#### Instructions for the task
Transcribe only the lines of the listing below from the one holding "Target: white flower" through the one holding "like x=503 y=521.", inclusive, without any change.

#### Data extracts
::::::

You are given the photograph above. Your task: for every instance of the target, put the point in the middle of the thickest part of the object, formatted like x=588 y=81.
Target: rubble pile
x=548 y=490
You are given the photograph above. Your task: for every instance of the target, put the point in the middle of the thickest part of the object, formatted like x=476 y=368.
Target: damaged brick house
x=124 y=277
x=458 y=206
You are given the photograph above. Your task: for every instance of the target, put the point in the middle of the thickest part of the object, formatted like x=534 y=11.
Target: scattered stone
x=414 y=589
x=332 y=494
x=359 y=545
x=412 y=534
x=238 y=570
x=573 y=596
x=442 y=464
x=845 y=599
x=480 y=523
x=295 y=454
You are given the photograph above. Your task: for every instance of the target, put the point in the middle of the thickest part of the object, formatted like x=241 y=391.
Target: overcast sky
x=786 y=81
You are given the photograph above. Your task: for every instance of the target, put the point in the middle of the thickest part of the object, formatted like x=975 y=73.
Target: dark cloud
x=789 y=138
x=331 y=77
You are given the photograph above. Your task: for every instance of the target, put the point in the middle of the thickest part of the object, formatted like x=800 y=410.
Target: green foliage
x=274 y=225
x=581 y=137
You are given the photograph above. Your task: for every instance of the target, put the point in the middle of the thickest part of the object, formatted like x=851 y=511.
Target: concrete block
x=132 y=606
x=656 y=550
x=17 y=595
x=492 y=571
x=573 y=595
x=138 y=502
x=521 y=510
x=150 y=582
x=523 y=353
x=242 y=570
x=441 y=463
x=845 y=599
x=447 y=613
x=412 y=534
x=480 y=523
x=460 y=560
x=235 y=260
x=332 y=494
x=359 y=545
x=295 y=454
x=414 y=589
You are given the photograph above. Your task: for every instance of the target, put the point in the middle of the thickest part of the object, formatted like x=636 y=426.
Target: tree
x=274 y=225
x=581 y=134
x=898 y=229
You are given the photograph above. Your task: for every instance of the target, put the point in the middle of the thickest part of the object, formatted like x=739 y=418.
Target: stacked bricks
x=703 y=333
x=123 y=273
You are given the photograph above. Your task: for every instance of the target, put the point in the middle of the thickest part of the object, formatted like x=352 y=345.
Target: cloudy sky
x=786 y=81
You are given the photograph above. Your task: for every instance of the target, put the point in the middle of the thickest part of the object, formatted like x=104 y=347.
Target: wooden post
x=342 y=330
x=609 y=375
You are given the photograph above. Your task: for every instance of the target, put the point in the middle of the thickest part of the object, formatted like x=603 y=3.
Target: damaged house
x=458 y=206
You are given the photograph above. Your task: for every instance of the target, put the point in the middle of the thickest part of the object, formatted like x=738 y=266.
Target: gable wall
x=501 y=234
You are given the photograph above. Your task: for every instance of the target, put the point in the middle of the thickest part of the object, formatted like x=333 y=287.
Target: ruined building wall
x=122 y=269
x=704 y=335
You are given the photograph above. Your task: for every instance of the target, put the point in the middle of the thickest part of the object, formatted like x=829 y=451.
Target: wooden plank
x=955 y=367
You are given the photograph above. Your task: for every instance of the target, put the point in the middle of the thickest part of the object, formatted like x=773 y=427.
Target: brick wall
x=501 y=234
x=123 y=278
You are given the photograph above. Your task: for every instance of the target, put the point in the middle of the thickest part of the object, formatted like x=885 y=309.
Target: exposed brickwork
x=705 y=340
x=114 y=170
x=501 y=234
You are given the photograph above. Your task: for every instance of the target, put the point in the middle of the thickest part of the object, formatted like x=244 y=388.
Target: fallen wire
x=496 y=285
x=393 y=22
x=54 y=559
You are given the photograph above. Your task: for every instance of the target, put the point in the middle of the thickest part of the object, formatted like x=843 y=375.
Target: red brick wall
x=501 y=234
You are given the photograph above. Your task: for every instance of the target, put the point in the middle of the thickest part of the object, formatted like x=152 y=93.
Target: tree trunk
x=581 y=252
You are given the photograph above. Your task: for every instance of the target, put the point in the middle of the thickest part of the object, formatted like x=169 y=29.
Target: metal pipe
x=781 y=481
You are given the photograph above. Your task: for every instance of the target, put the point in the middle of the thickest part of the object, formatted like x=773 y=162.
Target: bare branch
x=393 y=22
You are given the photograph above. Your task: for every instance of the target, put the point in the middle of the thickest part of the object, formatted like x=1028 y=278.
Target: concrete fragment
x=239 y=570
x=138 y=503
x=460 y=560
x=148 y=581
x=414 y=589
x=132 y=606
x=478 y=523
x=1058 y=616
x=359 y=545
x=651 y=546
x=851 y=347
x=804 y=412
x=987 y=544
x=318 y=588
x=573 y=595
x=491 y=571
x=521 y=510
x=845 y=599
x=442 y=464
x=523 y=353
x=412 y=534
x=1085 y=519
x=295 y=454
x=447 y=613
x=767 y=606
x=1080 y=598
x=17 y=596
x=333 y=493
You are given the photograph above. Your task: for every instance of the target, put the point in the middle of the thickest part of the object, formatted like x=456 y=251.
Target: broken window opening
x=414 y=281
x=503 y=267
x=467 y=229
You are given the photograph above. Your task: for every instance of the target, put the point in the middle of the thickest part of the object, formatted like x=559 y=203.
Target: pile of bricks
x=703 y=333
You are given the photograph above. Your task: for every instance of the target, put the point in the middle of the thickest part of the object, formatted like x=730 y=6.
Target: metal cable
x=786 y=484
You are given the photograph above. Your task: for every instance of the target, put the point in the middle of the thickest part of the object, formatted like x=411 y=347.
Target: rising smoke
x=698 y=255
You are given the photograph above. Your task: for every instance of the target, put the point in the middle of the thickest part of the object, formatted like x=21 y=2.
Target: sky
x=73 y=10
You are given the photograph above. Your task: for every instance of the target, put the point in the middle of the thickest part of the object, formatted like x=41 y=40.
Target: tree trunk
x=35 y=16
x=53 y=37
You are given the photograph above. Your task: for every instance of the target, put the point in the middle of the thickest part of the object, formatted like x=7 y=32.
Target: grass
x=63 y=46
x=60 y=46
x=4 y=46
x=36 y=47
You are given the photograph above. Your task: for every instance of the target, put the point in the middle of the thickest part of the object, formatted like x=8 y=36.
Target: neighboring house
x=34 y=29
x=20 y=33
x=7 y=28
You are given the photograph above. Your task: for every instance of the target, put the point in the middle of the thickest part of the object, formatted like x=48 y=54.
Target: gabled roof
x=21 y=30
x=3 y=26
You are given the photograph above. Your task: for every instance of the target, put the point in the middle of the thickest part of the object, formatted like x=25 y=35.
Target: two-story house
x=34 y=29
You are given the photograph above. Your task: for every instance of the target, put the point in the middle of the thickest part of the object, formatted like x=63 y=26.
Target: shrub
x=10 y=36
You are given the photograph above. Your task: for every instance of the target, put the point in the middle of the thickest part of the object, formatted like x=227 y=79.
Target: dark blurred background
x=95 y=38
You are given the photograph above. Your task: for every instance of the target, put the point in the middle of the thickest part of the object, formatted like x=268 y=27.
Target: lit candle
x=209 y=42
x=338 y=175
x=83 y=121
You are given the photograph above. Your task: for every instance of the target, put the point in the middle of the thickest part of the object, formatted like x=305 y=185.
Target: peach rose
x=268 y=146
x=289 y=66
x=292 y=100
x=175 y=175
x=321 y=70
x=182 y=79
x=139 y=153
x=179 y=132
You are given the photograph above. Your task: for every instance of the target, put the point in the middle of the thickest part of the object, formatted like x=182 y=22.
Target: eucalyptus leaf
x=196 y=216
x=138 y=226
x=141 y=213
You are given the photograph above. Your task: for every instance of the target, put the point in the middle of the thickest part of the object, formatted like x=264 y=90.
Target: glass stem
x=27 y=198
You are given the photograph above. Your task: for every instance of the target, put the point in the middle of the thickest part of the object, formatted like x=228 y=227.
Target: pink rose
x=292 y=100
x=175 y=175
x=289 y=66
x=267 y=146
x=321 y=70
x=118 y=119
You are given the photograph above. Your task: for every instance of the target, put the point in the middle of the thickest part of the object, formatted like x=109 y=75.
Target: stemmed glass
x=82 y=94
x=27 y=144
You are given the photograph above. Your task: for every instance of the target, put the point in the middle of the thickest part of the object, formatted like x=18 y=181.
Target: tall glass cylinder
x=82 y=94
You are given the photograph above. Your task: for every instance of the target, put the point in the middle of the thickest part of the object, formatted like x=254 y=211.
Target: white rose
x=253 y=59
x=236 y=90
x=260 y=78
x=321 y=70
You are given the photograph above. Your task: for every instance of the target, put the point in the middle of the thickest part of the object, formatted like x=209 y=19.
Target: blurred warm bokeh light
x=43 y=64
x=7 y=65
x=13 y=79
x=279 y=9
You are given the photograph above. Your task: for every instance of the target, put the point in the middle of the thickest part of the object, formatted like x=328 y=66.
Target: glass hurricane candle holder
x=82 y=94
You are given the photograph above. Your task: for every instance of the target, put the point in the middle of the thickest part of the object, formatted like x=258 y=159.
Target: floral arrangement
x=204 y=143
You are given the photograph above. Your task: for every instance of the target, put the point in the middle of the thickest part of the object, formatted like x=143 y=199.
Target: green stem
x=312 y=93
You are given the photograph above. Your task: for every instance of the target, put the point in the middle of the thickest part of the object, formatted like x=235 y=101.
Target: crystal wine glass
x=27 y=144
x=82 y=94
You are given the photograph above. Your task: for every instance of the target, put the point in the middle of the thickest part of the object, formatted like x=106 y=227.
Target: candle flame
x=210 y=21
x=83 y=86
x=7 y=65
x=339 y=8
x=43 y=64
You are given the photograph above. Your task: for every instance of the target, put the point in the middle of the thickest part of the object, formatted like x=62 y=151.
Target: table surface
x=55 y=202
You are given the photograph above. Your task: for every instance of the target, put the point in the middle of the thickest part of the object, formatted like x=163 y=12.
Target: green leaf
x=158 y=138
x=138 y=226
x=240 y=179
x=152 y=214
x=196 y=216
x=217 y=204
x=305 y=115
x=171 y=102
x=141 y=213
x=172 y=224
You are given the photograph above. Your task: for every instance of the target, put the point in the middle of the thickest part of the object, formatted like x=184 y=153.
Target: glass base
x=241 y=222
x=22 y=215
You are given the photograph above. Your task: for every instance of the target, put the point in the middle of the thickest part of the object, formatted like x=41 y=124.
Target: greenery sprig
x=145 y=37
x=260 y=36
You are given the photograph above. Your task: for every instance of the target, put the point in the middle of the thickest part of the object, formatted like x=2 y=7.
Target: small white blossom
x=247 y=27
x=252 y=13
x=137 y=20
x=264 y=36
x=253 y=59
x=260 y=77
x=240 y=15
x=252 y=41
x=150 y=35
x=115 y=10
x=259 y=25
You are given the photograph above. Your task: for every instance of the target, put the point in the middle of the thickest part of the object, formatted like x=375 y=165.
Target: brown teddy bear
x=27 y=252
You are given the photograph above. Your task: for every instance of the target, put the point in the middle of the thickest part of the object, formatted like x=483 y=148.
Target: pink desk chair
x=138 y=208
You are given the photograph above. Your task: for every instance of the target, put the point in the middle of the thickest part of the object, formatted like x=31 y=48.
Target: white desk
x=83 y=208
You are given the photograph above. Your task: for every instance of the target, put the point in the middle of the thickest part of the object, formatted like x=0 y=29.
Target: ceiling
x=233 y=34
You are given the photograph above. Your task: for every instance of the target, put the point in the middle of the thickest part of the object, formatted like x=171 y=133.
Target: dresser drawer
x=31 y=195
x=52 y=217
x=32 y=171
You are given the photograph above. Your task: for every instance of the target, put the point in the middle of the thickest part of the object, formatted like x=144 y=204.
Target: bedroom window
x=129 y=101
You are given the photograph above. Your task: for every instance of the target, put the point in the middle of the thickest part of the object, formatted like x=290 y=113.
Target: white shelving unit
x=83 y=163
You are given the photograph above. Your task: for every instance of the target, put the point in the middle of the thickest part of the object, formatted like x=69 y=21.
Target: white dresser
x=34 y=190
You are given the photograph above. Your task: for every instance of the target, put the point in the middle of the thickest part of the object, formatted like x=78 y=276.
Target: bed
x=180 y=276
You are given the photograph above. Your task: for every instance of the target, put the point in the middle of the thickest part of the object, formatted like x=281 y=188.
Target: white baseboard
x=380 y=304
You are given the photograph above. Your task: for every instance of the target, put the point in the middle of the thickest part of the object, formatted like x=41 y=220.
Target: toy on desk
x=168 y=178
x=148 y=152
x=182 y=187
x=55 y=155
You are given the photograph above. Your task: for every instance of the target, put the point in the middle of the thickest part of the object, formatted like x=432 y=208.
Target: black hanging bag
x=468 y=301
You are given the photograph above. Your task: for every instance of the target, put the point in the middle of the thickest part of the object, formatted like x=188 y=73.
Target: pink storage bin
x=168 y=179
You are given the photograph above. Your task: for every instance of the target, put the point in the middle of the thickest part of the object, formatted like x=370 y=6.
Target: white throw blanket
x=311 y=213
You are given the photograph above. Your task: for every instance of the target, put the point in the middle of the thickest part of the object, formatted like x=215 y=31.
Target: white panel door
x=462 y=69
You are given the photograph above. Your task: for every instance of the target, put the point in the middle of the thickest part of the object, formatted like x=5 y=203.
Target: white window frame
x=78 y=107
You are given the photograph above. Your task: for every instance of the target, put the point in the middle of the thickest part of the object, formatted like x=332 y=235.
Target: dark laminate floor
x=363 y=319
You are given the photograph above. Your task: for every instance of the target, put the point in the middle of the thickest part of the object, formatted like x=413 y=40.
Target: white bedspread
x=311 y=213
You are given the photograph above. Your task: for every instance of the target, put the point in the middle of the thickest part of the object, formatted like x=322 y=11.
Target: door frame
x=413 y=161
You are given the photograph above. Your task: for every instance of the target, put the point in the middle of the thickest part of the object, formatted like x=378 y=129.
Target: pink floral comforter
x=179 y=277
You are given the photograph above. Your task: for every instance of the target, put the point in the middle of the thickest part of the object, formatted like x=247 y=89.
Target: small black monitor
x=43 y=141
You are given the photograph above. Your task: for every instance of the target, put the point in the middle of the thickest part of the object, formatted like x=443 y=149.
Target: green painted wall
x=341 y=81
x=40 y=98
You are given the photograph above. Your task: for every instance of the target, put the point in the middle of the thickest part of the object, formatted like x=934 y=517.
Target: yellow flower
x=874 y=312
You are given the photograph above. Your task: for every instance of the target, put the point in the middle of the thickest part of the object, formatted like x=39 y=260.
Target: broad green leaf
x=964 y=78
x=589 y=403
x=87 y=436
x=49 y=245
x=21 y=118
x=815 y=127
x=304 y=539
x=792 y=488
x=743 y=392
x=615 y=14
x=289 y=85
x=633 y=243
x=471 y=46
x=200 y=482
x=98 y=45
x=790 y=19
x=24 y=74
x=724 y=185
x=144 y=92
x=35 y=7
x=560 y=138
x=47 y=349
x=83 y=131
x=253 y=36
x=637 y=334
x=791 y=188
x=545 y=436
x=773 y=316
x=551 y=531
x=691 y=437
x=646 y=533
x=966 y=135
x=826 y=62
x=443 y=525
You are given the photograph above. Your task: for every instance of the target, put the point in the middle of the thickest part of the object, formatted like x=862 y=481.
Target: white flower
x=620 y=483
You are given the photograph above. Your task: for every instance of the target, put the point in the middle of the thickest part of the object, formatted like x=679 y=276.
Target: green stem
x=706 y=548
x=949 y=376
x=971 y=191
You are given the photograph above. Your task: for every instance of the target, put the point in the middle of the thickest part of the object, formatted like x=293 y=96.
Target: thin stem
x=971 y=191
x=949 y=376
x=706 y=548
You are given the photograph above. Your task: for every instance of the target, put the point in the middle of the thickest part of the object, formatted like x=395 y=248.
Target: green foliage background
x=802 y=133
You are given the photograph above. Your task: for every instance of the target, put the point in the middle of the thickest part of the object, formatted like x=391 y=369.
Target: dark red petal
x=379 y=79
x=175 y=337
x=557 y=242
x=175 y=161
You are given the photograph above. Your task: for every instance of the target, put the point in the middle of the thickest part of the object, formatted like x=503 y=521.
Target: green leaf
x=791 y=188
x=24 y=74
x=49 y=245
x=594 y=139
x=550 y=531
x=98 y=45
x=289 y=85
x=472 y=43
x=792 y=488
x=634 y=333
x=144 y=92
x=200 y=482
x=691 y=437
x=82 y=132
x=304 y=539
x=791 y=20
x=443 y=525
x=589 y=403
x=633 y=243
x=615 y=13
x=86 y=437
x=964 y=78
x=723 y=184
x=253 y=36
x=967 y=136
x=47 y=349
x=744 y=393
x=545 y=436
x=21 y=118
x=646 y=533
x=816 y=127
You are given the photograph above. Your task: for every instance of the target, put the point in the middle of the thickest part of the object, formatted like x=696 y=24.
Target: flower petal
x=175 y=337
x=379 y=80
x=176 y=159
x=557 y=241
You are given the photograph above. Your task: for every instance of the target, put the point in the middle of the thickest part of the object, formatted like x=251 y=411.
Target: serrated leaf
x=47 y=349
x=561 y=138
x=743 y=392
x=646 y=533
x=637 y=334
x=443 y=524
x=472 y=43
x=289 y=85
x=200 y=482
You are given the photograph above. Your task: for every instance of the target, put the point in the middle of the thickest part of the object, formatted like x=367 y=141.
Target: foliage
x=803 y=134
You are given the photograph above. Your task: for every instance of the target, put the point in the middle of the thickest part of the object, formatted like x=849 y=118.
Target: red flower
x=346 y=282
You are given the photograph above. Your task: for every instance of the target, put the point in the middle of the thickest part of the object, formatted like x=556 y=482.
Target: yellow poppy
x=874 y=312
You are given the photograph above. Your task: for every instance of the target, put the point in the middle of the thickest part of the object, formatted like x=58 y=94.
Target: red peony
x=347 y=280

::::::

#### Finished task
Target: white flower
x=620 y=483
You are given the photograph above. Your task: for every instance of the target, put the point in the middle of the thickest part of the object, formatted like x=679 y=276.
Target: green stem
x=706 y=548
x=949 y=376
x=971 y=191
You are given the photograph above. Your task: for every instance of the target, put the point in the middle of the thickest part of the object, formatted like x=293 y=96.
Target: thin stem
x=971 y=191
x=949 y=376
x=706 y=548
You are given the photograph above. Your task: for every instance of the target, put the point in the middle of the thickest part of the object, formatted like x=395 y=248.
Target: green foliage background
x=802 y=133
You are given the photograph above. Your task: for every instance of the target, put the point in the middle of the thickest part of the object, formatted like x=391 y=369.
Target: dark red petal
x=379 y=79
x=175 y=337
x=557 y=242
x=175 y=161
You are given the photograph above. Your task: for every instance of the target, put the point in the middle of the thickest part of the object, formatted like x=503 y=521.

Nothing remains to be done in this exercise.